→ **Excerpted data**:
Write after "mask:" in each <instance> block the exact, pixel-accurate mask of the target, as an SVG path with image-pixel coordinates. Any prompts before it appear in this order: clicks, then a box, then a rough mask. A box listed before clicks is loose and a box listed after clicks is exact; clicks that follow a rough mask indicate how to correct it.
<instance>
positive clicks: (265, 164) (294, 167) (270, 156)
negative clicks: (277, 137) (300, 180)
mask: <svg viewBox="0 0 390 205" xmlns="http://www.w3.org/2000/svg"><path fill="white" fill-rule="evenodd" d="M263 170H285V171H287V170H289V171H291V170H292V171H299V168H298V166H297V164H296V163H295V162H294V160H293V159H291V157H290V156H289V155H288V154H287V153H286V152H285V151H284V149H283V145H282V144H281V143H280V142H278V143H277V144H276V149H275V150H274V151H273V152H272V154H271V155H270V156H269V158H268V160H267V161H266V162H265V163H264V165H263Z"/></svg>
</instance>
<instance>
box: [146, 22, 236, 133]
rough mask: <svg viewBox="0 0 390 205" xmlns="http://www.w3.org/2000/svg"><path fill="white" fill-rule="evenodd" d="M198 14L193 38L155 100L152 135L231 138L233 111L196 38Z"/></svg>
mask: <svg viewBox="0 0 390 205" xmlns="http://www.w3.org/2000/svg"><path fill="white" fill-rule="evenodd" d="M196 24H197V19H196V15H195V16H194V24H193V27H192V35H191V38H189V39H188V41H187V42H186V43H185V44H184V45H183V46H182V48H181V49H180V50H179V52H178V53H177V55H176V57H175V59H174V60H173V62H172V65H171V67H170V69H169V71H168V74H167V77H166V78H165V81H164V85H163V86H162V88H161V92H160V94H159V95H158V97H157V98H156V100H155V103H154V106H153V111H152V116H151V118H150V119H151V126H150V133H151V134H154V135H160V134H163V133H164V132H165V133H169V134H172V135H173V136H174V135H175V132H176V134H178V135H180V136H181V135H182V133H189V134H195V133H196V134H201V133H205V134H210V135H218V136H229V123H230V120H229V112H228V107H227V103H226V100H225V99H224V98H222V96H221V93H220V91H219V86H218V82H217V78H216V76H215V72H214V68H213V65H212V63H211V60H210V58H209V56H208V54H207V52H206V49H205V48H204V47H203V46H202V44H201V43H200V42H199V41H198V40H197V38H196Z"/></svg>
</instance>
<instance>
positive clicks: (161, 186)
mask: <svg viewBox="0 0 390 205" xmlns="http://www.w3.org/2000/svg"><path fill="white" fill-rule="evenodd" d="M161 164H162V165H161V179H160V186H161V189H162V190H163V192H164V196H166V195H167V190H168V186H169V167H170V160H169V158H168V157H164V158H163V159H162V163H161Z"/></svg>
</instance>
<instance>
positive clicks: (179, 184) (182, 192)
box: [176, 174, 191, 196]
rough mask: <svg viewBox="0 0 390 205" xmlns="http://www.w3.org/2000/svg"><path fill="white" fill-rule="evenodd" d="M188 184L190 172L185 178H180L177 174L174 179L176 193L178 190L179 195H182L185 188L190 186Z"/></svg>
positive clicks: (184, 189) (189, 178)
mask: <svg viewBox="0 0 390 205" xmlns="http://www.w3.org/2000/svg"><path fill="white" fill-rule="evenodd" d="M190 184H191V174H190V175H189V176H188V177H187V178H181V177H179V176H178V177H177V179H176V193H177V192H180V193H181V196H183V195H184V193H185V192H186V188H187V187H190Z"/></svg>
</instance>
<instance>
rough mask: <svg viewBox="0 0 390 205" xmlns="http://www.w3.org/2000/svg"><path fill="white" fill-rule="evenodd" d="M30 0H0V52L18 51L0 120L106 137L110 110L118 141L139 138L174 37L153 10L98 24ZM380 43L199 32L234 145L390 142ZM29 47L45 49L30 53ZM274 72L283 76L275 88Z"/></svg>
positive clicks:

→ **Required action**:
Could you give the lines above as a numbered list, leaving out any blank lines?

→ **Solution**:
1. Write after "mask:" in each <instance> block the exact, pixel-accurate mask of the target, as an SVG path with image-pixel coordinates. Any prompts before it appear in this order: clicks, then a box, then a rough mask. A box listed before clicks is loose and a box listed after clicks is exact; clicks that follow a rough mask indicate how to correct it.
2. <instance>
3. positive clicks: (265, 164) (294, 167) (270, 156)
4. negative clicks: (277, 137) (300, 180)
5. mask: <svg viewBox="0 0 390 205" xmlns="http://www.w3.org/2000/svg"><path fill="white" fill-rule="evenodd" d="M263 170H285V171H287V170H289V171H291V170H292V171H299V168H298V166H297V164H296V163H295V162H294V160H293V159H291V157H290V156H289V155H288V154H287V153H286V152H285V151H284V149H283V145H282V144H281V143H280V142H278V143H277V144H276V149H275V150H274V151H273V152H272V154H271V155H270V156H269V158H268V160H267V161H266V162H265V163H264V165H263Z"/></svg>
6. </instance>
7. <instance>
8. box: [146, 22, 236, 133]
9. rough mask: <svg viewBox="0 0 390 205" xmlns="http://www.w3.org/2000/svg"><path fill="white" fill-rule="evenodd" d="M198 14L193 38L155 100L152 135L231 138L233 111L196 38Z"/></svg>
10. mask: <svg viewBox="0 0 390 205" xmlns="http://www.w3.org/2000/svg"><path fill="white" fill-rule="evenodd" d="M196 24H197V19H196V15H195V16H194V24H193V27H192V35H191V38H189V39H188V41H187V42H186V43H185V44H184V45H183V46H182V48H181V49H180V50H179V52H178V53H177V55H176V57H175V59H174V60H173V62H172V65H171V67H170V69H169V71H168V74H167V77H166V78H165V81H164V85H163V86H162V88H161V92H160V94H159V95H158V97H157V98H156V100H155V103H154V106H153V111H152V116H151V118H150V119H151V126H150V133H151V134H154V135H160V134H163V133H164V132H165V133H169V134H172V135H173V136H174V135H175V132H176V134H178V135H180V136H181V135H182V133H189V134H195V133H196V134H201V133H205V134H210V135H218V136H229V123H230V120H229V112H228V107H227V103H226V100H225V99H224V98H222V96H221V93H220V91H219V86H218V82H217V78H216V76H215V72H214V68H213V65H212V63H211V60H210V58H209V56H208V54H207V52H206V49H205V48H204V47H203V46H202V44H201V43H200V42H199V41H198V40H197V38H196Z"/></svg>
11. </instance>
12. <instance>
13. positive clicks: (161, 186)
14. mask: <svg viewBox="0 0 390 205" xmlns="http://www.w3.org/2000/svg"><path fill="white" fill-rule="evenodd" d="M161 164H162V165H161V179H160V186H161V189H162V190H163V192H164V196H166V195H167V190H168V186H169V167H170V160H169V158H168V157H164V158H163V159H162V163H161Z"/></svg>
15. </instance>
16. <instance>
17. positive clicks: (179, 184) (182, 192)
18. box: [176, 174, 191, 196]
19. rough mask: <svg viewBox="0 0 390 205" xmlns="http://www.w3.org/2000/svg"><path fill="white" fill-rule="evenodd" d="M188 184L190 172L185 178H180L177 174L174 179L176 193L178 190L179 195H182L185 188L190 186Z"/></svg>
20. positive clicks: (184, 189) (189, 178)
21. mask: <svg viewBox="0 0 390 205" xmlns="http://www.w3.org/2000/svg"><path fill="white" fill-rule="evenodd" d="M190 184H191V174H190V175H189V176H188V177H187V178H181V177H179V176H178V177H177V179H176V193H177V192H180V193H181V196H183V195H184V193H185V192H186V188H187V187H190Z"/></svg>
22. </instance>
23. <instance>
24. rough mask: <svg viewBox="0 0 390 205" xmlns="http://www.w3.org/2000/svg"><path fill="white" fill-rule="evenodd" d="M30 0H0V52L18 51L0 120L106 137L110 110L118 141L139 138L174 37L153 10L98 24ZM380 43L199 32L234 145L390 142ZM29 47L45 49L30 53ZM274 72L283 76L275 88Z"/></svg>
25. positive clicks:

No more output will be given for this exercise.